● **TASK PROMPT**:
In the Ox Baker text, what was the name of his finishing move?

● **TEXT SHOWN**:
Ox Baker

Personal information
- Born: Douglas Baker April 19, 1934 Sedalia, Missouri, U.S.
- Died: October 20, 2014 (aged 80) Hartford, Connecticut, U.S.
- Cause of death: Myocardial infarction

Professional wrestling career
- Ring name(s): Doug Baker Ox Baker The Ox The Arkansas Ox
- Billed height: 6 ft 3 in (191 cm)
- Billed weight: 308 lb (140 kg)
- Billed from: Waterloo, Iowa
- Trained by: Buddy Austin Pat O'Connor Bob Geigel
- Debut: June 20, 1958
- Retired: June 21, 2008

= Ox Baker =

American wrestler & actor (1934–2014)

Douglas Baker (April 19, 1934 – October 20, 2014), known professionally as Ox Baker, was an American professional wrestler and actor. He was famous for his distinctive eyebrows and finishing move, the Heart Punch, sometimes called the "Hurt Punch", after Baker's famous catchphrase "I love to hurt people!". He appeared in several films including Blood Circus and Escape from New York.

==Early life==
Baker was an accomplished high school athlete in his adopted hometown of Waterloo, Iowa, but he quit school. Later, he began wrestling to provide financial support to his family, having married and had children at a young age.

Referring expression pointing data:

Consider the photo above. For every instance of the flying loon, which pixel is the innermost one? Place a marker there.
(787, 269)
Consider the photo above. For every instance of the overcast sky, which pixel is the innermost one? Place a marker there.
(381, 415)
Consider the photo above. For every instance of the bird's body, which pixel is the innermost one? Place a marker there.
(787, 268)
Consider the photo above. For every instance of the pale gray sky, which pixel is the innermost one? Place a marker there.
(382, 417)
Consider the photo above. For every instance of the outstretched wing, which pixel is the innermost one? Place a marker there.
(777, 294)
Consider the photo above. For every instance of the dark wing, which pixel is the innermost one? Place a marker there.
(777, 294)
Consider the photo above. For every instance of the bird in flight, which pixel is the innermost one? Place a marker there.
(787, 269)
--
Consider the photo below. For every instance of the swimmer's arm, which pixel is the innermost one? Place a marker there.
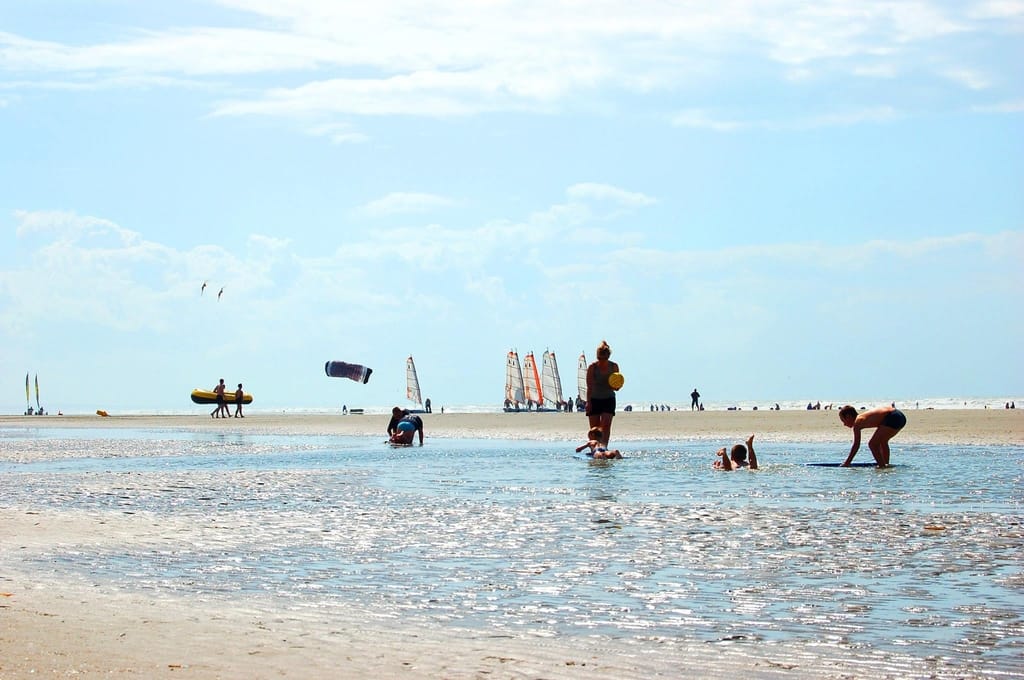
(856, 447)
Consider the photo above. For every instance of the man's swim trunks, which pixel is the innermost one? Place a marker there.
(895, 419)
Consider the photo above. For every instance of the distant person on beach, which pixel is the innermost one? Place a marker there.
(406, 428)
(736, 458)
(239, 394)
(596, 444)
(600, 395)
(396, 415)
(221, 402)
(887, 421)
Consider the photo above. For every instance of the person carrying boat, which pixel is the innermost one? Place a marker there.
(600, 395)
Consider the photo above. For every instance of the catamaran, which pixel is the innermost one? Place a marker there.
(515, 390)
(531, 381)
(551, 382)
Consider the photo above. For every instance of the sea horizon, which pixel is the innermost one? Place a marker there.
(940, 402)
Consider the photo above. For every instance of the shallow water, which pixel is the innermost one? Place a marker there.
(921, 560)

● **EXERCISE OUTPUT**:
The Heart Punch, sometimes called the "Hurt Punch."